Natural language region descriptions:
--- START ---
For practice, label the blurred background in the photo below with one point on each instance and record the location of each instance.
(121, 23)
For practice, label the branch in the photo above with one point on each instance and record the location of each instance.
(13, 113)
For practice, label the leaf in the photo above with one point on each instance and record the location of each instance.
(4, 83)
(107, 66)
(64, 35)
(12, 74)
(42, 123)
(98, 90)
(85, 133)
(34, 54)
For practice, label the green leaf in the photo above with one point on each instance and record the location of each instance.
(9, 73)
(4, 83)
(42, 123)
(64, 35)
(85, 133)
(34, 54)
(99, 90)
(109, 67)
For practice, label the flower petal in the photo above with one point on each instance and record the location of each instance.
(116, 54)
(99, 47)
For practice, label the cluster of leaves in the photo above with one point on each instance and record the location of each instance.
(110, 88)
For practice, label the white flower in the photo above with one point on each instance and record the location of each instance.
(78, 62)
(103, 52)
--- END ---
--- START ---
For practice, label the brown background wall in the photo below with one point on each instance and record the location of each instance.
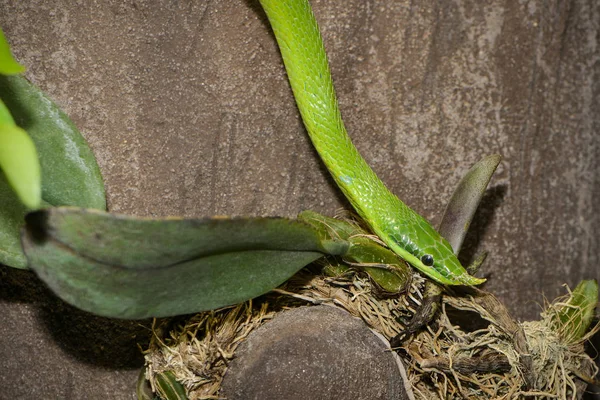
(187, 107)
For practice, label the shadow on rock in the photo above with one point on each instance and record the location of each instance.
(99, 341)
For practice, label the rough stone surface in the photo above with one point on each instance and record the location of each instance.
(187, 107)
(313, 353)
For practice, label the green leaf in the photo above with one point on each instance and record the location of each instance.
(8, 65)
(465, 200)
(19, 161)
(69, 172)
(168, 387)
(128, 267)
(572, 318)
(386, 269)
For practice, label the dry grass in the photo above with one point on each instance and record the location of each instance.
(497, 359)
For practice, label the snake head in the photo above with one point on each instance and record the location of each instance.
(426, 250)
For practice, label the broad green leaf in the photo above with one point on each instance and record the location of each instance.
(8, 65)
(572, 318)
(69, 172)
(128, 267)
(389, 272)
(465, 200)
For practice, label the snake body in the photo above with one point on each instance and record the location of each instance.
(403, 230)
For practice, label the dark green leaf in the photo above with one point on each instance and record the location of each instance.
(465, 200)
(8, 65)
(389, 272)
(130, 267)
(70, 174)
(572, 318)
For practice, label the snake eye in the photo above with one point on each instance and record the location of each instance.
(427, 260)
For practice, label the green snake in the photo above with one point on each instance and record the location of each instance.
--- END ---
Activity: Among the records above, a stretch begins at the line containing "For practice, label the snake eye" and ends at the line containing "For practice, label the green snake". Restate that stretch word for word, and nothing else.

Answer to this problem:
For practice, label the snake eye in the photo above with one point on each instance and record the location of each instance.
(427, 260)
For practice, label the green snake in the photo above with one point on each instance and record the location of each instance.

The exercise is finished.